What is asked:
A) How long was the second draft, according to the word-limit thread?
B) Please copy the word-limit thread verbatim from "Well how ironic, but" up to and including "of the work.".

Excerpt:
___

# Writing > General Writing >  Stupid Philosohpy Professors Expecting Me to be Concise

## cuppajoe_9

The outline for my epistimology essay already contains as many words as the actual essay is supposed to (650). Who else thinks really low upper word limits on essays are unnecesary?

----------


## Logos

Well how ironic, but fitting, given the subject! My usual parameters are 1500-2500 and I'm an obsessive compulsive perfectionist. Often my rough draft blossoms to 3500+ but I like to think my editing skills are _précis_.  :FRlol:  Good luck with it.

----------


## Virgil

> The outline for my epistimology essay already contains as many words as the actual essay is supposed to (650). Who else thinks really low upper word limits on essays are unnecesary?


If he's only asking for 650 words, then you are over doing your assignment. He's not asking for a thesis, just an undserstanding of the work.

----------


## cuppajoe_9

What he is asking for, specifically, is an answer to whether or not it is possible to have absolute knowledge on moral whether moral claims such as "Killing an innocent person is morally wrong", and an at least implicit outline of my personal theory of knowledge. And yes, I am definintely overdoing my assignment, but I feel the question lends itself to a novel more than a couple of double-spaced pages. The paper isn't due for another two or three weeks, so I can probably trim it down to about 700. That's probably only room for one illustration though.

----------


## SleepyWitch

how can anyone write an essay on epistemology that's only 650 words?
well, you could always try using highly abstract expressions that you don't really understand yourself but sound great... that usually passes for a profound understanding of the question with most profs  :FRlol:

----------


## jon1jt

Ahem... "brevity is the soul of wit." 

"Stupid philosophy professor"?? GASP!

----------


## cuppajoe_9

Stupid in the sense of 'prone to making unreasonable demands', not stupid in the sense of 'unintelligent'. He's fairly brilliant, though I disagree with him about virtually everything.

----------


## Charles Darnay

I agree that a 650 philosphy essay is too little, however, 650 word introduction is too much, you probably have some uneeded filler in there that could be removed

----------


## cuppajoe_9

It's not my introduction, it's the outline for the whole thing. I haven't even attempted an introcution yet.

----------


## cuppajoe_9

Ok, second draft is done and it's exactly 1200 words long. I hope Thiessen doesn't have plans this weekend...

----------


## Virgil

> Ok, second draft is done and it's exactly 1200 words long. I hope Thiessen doesn't have plans this weekend...


Good luck. Let us know how you did.

----------


## cuppajoe_9

Thanks Virg. Will do.

----------


## SleepyWitch

Who's Thiessen?
Your prof? I looked him up, is he Elmer John Thiessen?
too bad, I thought the name sounds German but it looks like he's Canadian after all? If he was German I'd have adviced you to tell him straight to his face that you wrote 1200 words because 650 aren't enough and tell him all your reasons why you did it and why you think 650 words will never do. He might have accepted it and thought what a committed and exceptional young man you were  :Smile:

----------


## cuppajoe_9

That's the man. He's Canadian, probably of German ancestry. I talked to him, and he was quite understanding about the word limits, considering how broad the topic is, and I've managed to trim it a bit. (For example: I took out the part discussing whether banning soup crackers is moral or not. What the hell was I thinking?)

___

Data lines:
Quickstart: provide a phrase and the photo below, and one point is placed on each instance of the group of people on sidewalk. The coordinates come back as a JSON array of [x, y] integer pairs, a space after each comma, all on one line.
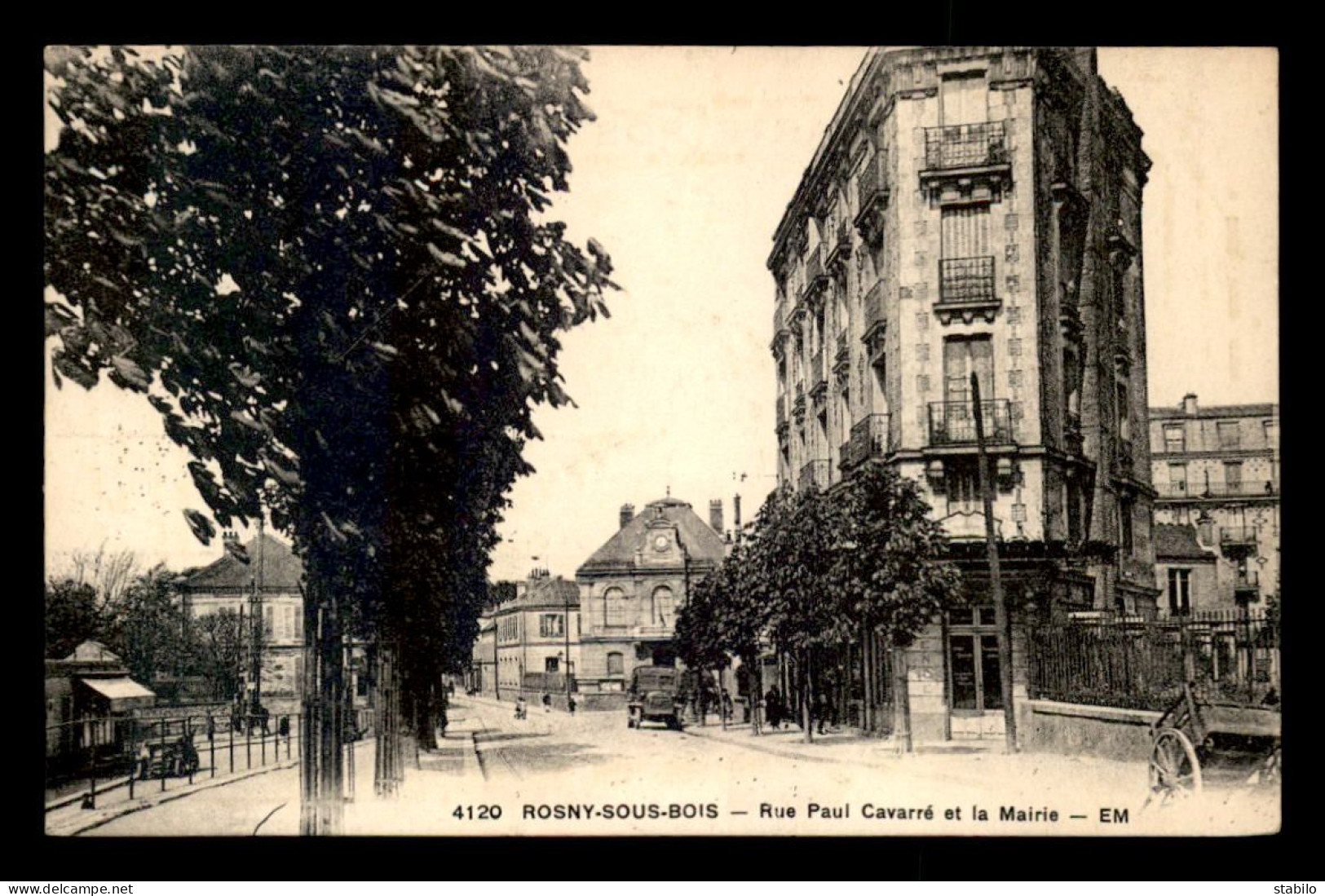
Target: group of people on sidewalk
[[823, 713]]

___

Task-by-task results:
A) Exactly 1200 words.

B)
Well how ironic, but fitting, given the subject! My usual parameters are 1500-2500 and I'm an obsessive compulsive perfectionist. Often my rough draft blossoms to 3500+ but I like to think my editing skills are _précis_.  :FRlol:  Good luck with it.

----------


## Virgil

> The outline for my epistimology essay already contains as many words as the actual essay is supposed to (650). Who else thinks really low upper word limits on essays are unnecesary?


If he's only asking for 650 words, then you are over doing your assignment. He's not asking for a thesis, just an undserstanding of the work.